- TASK TO CARRY OUT -
Locate the line that contains "Where can you spot the blazer lapel". Reproduce it and all following lines up to the end of the material, exactly and with nothing added.

Entries taken from a collection:
........
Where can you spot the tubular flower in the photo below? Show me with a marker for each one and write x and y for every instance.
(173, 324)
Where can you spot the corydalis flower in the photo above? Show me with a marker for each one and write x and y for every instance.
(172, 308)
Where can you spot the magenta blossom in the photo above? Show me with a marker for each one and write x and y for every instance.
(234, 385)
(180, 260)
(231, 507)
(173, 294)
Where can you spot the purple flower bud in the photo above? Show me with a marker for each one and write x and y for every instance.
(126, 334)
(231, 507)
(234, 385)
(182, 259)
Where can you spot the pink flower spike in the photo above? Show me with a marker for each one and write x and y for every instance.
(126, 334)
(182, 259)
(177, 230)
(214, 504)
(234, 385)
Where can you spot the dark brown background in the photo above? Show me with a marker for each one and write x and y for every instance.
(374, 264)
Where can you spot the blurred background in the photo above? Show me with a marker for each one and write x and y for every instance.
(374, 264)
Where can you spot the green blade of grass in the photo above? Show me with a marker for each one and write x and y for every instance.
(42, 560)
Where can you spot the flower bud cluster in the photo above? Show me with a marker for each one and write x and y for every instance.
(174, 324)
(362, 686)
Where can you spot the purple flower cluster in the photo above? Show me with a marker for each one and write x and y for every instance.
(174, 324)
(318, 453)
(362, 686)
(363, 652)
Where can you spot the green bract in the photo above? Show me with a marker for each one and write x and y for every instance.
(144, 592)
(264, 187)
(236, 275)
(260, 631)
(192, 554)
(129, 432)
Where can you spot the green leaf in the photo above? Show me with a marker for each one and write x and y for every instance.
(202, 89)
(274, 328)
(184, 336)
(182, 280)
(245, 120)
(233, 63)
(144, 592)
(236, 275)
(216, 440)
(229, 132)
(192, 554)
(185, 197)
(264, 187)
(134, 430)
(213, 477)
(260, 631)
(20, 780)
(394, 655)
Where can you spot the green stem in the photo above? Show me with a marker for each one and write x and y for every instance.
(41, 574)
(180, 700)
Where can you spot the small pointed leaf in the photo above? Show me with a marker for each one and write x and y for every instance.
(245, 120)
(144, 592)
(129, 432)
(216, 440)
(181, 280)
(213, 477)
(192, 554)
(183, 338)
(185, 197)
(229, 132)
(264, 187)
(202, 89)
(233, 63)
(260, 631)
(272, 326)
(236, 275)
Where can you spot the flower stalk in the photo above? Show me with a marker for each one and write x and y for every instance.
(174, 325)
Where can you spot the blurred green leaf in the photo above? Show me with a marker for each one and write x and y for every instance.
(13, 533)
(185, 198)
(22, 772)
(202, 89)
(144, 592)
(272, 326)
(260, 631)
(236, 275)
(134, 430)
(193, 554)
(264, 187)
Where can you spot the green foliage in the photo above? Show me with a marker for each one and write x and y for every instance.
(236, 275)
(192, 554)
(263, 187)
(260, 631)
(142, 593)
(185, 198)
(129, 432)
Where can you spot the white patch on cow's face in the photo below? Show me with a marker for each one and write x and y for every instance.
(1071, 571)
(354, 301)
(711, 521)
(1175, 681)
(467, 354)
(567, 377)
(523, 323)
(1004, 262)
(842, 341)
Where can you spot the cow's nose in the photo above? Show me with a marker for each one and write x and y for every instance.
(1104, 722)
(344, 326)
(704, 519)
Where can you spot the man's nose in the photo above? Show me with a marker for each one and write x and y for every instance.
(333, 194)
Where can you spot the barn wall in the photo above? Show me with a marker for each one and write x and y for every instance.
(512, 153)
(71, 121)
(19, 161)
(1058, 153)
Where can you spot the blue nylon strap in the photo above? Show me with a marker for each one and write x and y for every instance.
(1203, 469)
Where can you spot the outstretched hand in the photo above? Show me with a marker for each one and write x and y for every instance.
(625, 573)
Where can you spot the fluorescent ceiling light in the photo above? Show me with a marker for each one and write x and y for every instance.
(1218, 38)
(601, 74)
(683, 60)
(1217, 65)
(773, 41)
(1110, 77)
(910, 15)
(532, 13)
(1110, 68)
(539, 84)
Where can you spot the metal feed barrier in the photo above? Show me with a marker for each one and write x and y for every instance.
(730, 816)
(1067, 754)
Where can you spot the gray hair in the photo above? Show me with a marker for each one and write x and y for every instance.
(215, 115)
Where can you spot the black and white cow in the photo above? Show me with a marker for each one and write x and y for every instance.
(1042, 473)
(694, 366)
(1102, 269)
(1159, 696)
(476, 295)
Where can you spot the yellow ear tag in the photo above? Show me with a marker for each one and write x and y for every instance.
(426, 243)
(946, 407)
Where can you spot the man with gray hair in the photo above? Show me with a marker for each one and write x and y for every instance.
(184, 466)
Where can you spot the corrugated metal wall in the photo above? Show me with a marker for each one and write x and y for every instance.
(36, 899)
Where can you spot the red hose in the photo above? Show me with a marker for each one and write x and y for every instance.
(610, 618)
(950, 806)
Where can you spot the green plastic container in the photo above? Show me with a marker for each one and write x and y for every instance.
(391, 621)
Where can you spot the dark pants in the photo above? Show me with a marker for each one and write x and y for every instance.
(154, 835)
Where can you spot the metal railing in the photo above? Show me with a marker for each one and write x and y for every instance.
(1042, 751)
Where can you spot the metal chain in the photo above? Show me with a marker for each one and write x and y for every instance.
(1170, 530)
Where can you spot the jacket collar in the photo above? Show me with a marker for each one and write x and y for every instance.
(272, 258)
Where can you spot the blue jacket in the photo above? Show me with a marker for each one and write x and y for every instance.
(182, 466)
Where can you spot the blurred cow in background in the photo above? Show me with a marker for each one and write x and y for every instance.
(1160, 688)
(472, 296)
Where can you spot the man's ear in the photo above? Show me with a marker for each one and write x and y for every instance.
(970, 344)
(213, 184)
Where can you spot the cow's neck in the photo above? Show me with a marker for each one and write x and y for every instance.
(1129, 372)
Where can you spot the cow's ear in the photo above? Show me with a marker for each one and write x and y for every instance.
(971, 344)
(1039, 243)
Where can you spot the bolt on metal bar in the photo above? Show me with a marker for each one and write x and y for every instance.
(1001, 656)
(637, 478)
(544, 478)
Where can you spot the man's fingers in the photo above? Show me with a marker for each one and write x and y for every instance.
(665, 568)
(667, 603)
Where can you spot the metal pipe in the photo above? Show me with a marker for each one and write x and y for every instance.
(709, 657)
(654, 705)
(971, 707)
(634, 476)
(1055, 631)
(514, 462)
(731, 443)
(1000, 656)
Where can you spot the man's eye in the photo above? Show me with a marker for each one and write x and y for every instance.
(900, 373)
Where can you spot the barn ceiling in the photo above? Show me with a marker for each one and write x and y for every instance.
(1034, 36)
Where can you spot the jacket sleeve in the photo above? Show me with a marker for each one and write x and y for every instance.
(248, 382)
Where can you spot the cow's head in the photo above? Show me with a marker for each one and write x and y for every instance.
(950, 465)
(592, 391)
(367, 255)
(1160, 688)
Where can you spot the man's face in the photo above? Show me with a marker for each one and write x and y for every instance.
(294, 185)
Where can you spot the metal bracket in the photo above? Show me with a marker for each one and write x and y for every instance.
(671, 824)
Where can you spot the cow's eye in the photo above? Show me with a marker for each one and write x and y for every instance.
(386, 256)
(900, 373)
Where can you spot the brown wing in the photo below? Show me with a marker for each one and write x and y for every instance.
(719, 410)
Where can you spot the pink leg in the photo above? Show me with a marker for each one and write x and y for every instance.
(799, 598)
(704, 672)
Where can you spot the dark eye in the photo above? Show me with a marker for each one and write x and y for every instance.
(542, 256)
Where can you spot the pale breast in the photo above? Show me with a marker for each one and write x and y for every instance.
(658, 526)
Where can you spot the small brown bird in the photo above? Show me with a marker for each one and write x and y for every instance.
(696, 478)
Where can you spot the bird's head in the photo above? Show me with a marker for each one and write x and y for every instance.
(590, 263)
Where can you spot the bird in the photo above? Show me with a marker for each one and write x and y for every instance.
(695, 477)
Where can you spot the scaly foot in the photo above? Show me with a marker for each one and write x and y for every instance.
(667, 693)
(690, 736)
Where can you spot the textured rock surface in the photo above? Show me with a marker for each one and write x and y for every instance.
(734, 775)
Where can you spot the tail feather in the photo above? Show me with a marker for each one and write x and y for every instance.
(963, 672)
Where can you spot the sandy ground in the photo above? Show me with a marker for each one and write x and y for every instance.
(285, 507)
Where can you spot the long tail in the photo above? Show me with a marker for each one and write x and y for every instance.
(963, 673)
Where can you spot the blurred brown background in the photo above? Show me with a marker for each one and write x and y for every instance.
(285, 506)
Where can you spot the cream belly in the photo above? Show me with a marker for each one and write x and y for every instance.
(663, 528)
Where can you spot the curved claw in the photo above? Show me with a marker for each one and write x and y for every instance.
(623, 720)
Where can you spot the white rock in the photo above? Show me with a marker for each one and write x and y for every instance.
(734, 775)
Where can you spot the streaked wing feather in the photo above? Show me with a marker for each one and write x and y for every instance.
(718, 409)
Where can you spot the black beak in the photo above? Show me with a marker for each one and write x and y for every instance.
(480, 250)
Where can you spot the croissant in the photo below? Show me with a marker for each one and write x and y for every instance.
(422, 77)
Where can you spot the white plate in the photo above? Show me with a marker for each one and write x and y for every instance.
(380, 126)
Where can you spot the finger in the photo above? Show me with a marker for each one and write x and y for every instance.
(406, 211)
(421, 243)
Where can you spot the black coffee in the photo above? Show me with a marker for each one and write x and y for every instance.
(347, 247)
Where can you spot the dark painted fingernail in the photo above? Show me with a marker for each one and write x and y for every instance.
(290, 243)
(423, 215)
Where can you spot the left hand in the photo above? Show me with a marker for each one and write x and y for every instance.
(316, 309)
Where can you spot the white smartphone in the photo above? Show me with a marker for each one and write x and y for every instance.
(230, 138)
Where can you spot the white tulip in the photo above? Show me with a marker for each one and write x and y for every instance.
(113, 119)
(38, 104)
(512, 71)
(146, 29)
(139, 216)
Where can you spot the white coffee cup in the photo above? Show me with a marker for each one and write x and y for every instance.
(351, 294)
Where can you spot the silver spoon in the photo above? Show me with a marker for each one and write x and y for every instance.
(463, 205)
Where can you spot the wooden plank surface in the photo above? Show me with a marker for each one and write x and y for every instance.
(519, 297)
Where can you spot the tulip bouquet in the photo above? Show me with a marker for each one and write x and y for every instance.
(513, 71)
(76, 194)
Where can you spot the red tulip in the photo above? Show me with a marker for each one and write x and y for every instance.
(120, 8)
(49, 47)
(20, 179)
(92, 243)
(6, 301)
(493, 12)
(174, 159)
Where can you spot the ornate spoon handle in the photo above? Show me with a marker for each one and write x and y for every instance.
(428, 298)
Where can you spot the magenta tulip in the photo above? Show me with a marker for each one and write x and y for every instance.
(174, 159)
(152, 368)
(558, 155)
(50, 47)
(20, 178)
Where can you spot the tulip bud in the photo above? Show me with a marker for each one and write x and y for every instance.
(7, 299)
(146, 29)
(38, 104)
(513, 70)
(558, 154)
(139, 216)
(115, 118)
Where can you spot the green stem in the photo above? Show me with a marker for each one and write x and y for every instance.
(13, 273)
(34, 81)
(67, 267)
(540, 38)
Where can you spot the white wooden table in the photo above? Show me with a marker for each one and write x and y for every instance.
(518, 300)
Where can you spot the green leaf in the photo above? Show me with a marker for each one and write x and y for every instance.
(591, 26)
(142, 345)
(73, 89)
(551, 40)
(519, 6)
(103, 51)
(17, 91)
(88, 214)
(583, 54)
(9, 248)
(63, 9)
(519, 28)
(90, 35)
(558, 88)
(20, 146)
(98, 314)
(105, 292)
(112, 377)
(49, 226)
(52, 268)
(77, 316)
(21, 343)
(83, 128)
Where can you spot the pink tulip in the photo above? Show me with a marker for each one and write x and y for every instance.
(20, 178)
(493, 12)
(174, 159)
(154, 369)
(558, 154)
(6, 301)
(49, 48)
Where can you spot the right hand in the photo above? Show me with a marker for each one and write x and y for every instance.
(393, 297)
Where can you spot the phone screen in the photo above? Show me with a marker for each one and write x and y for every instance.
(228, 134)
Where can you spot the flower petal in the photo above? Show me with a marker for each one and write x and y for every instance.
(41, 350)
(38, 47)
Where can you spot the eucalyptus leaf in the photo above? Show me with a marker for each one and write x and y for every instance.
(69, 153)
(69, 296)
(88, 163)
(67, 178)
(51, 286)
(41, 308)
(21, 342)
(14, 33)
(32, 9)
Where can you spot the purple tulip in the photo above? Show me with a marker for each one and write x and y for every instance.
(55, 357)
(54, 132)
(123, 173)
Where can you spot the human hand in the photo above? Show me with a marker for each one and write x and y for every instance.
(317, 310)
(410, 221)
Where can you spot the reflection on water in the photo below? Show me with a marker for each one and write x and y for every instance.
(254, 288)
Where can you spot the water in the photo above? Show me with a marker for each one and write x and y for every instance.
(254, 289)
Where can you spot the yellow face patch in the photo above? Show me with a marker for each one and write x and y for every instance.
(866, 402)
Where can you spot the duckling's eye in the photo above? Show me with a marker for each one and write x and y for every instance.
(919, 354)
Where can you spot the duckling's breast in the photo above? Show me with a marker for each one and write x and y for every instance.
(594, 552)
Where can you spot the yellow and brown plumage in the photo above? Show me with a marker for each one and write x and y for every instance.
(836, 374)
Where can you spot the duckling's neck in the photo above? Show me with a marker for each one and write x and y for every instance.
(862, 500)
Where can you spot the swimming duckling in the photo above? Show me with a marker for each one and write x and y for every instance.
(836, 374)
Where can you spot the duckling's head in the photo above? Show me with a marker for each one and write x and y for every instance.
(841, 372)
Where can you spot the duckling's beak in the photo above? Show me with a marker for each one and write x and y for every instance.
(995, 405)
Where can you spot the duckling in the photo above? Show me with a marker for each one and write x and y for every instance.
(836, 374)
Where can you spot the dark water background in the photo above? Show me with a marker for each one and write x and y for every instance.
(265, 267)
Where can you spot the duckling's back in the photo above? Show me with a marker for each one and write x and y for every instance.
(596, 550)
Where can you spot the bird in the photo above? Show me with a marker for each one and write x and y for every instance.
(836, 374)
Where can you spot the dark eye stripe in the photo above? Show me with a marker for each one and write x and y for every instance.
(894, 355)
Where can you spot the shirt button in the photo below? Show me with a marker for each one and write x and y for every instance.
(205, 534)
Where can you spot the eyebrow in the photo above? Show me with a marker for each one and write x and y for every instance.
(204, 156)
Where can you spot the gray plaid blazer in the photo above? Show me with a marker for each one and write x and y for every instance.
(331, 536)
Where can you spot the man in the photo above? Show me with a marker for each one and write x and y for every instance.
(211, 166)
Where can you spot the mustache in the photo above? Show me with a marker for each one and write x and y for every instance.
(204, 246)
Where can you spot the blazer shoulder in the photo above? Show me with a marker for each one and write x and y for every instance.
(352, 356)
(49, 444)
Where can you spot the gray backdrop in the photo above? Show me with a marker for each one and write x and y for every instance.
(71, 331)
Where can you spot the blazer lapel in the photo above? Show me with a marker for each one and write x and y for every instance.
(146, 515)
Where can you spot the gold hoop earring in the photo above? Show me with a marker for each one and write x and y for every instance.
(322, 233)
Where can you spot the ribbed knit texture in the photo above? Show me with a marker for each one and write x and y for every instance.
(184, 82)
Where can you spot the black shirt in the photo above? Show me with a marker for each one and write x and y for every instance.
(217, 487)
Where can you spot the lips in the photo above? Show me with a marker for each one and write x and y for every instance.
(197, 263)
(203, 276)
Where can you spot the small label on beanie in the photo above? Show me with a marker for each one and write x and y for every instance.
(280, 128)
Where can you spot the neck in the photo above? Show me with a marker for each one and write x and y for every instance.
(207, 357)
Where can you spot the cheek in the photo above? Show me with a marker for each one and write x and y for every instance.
........
- RESPONSE TO THIS TASK -
Where can you spot the blazer lapel in the photo above? Show me with a marker for each one and write x and y for every instance.
(146, 515)
Where can you spot the gold hoop earring in the photo above? Show me with a marker for each one and write x and y for every instance.
(322, 233)
Where can you spot the ribbed knit texture in the photo above? Show me with a marker for each one and write x and y for every instance.
(184, 82)
Where can you spot the black shirt in the photo above? Show me with a marker for each one and write x and y for every instance.
(217, 487)
Where can you spot the lips in the photo above? Show me with a marker for each one and write x and y for every instance.
(197, 263)
(203, 276)
Where can you spot the small label on beanie in the photo above? Show me with a marker for each one and write x and y for every instance.
(280, 128)
Where can you spot the neck in the photo above? Show me with a marker for each one and write x and y for every instance.
(207, 357)
Where can you spot the cheek in the photo above? Show me with a marker for each one and write x and y for every instance.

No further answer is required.